_Exercise objective_
Determine the number of lines below that contain the string "this", and state only that number.
━━━━━━━━
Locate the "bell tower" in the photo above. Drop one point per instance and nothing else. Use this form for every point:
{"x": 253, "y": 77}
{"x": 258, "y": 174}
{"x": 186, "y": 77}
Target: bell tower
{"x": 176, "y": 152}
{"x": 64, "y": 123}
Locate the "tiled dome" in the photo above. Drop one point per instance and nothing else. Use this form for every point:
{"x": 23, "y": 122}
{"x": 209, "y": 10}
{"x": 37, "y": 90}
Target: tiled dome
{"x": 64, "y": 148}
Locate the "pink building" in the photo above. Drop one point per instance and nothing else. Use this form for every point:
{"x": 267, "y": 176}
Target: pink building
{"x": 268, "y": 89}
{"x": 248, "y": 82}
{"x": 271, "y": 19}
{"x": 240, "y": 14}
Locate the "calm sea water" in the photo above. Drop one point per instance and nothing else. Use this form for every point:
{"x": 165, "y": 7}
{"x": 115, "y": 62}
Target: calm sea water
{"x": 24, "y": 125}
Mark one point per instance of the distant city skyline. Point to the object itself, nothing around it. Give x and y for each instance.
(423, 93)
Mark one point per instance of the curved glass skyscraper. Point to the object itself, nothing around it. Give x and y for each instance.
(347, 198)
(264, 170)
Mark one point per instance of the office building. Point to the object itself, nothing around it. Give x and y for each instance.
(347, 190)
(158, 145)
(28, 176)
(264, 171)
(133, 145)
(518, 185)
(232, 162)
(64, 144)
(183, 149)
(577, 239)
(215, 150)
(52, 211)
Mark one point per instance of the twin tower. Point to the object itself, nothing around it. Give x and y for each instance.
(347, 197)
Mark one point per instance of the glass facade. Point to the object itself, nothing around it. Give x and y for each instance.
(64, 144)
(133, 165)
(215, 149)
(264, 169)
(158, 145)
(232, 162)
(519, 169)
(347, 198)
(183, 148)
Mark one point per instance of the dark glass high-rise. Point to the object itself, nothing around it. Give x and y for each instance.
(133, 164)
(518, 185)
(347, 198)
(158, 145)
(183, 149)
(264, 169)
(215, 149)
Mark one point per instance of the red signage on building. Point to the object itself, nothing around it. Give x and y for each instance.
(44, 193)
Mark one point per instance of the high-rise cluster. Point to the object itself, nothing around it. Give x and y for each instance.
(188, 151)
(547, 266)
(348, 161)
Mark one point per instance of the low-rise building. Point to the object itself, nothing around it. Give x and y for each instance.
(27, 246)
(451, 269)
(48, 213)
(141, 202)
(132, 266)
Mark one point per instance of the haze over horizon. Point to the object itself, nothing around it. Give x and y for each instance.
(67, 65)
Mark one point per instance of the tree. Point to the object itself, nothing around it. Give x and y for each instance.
━━━━━━━━
_Answer to the problem_
4